*Task brief*
Give all the lines below again, exactly, with no pictures.

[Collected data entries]
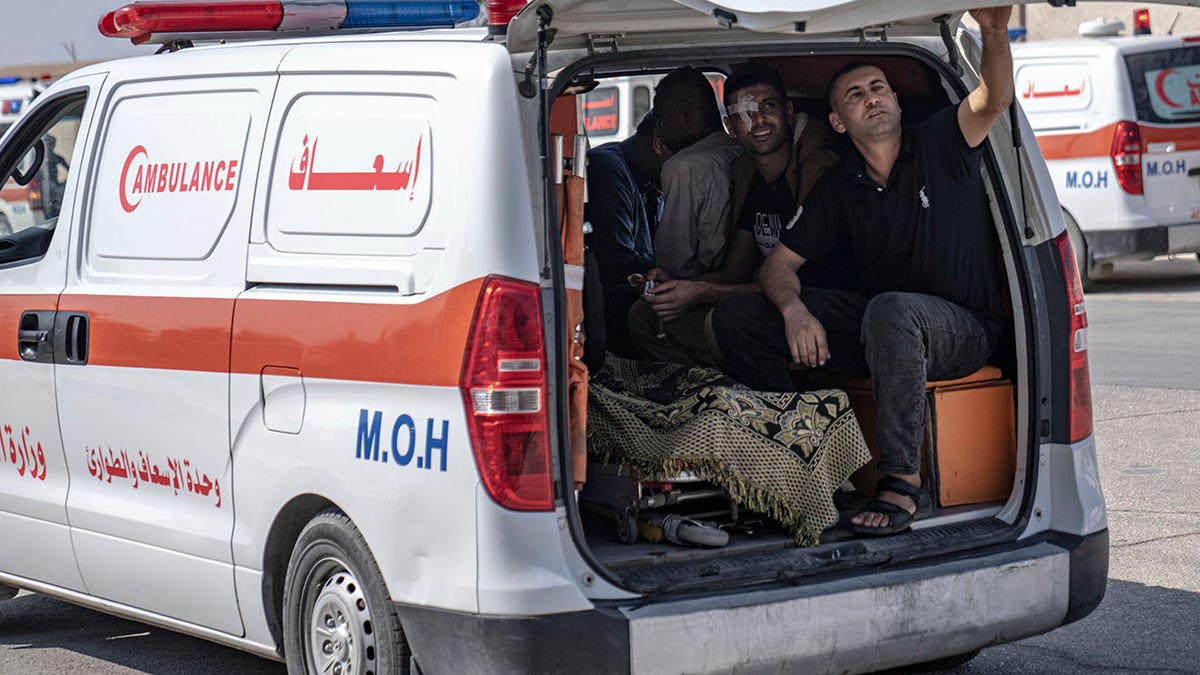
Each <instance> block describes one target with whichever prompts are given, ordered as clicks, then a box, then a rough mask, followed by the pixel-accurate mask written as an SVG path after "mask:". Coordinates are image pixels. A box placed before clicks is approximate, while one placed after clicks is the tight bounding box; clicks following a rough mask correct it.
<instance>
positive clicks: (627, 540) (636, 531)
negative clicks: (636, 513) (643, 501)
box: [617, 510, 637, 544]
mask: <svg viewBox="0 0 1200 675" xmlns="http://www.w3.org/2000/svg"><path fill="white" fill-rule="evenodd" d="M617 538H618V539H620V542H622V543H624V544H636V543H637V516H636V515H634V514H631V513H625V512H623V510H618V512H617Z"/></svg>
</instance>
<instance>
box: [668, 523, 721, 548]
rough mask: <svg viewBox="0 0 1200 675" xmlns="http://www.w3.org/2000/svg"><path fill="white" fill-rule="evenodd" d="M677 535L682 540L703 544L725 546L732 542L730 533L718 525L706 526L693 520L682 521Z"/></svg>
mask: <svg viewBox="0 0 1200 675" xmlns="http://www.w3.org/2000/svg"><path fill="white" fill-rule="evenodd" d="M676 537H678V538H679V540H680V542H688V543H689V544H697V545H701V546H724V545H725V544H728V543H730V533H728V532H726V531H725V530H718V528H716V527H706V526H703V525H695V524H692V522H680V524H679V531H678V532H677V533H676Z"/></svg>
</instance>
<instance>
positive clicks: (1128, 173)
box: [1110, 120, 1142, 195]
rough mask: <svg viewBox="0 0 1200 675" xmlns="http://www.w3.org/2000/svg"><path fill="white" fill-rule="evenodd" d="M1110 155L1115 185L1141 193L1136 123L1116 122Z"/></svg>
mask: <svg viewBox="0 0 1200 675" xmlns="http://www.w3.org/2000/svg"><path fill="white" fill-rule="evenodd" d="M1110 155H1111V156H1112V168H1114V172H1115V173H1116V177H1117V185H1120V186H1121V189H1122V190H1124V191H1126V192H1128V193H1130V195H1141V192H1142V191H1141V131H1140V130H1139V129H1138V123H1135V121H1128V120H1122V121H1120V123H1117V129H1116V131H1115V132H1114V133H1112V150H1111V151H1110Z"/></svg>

*Output below*
Each <instance> block describes one target with whichever prompts are given, ordered as clicks, then a box, then a rough mask, followed by the pixel-accurate mask written as an SVG path after "mask:". Coordinates are image pixels. A box placed before clicks is approximate, while one placed after clicks is the tight bounding box; clicks following a rough mask correct it.
<instance>
positive clicks: (627, 540) (636, 531)
negative clicks: (636, 513) (643, 501)
box: [617, 510, 637, 544]
mask: <svg viewBox="0 0 1200 675" xmlns="http://www.w3.org/2000/svg"><path fill="white" fill-rule="evenodd" d="M617 538H618V539H620V542H622V543H624V544H636V543H637V516H636V515H634V514H631V513H625V512H623V510H618V512H617Z"/></svg>
</instance>
<instance>
box: [668, 523, 721, 548]
rough mask: <svg viewBox="0 0 1200 675" xmlns="http://www.w3.org/2000/svg"><path fill="white" fill-rule="evenodd" d="M677 535L682 540L703 544L725 546L732 542L730 533L718 525L706 526L693 520L682 521Z"/></svg>
mask: <svg viewBox="0 0 1200 675" xmlns="http://www.w3.org/2000/svg"><path fill="white" fill-rule="evenodd" d="M676 537H678V538H679V540H680V542H688V543H689V544H697V545H701V546H724V545H725V544H728V543H730V533H728V532H726V531H725V530H718V528H716V527H706V526H703V525H695V524H692V522H680V524H679V531H678V532H677V533H676Z"/></svg>
</instance>
<instance>
positive clicks: (1128, 173)
box: [1110, 120, 1142, 195]
rough mask: <svg viewBox="0 0 1200 675" xmlns="http://www.w3.org/2000/svg"><path fill="white" fill-rule="evenodd" d="M1110 155L1115 185L1141 193L1136 123L1116 122Z"/></svg>
mask: <svg viewBox="0 0 1200 675" xmlns="http://www.w3.org/2000/svg"><path fill="white" fill-rule="evenodd" d="M1110 155H1111V156H1112V168H1114V172H1115V173H1116V177H1117V185H1120V186H1121V189H1122V190H1124V191H1126V192H1128V193H1130V195H1141V192H1142V191H1141V131H1140V130H1139V129H1138V123H1135V121H1128V120H1122V121H1120V123H1117V129H1116V131H1115V132H1114V133H1112V150H1111V151H1110Z"/></svg>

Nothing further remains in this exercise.